Exercise brief —
Reproduce every line of the material below, and shift each answer point by adding 132 to both of its pixel coordinates.

---------- Task input ----------

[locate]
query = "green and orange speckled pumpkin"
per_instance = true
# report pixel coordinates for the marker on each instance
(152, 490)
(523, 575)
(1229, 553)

----------

Worked solution —
[locate]
query = "green and orange speckled pumpkin"
per_instance = true
# report pixel coordinates for the marker on each instance
(284, 622)
(655, 707)
(1361, 685)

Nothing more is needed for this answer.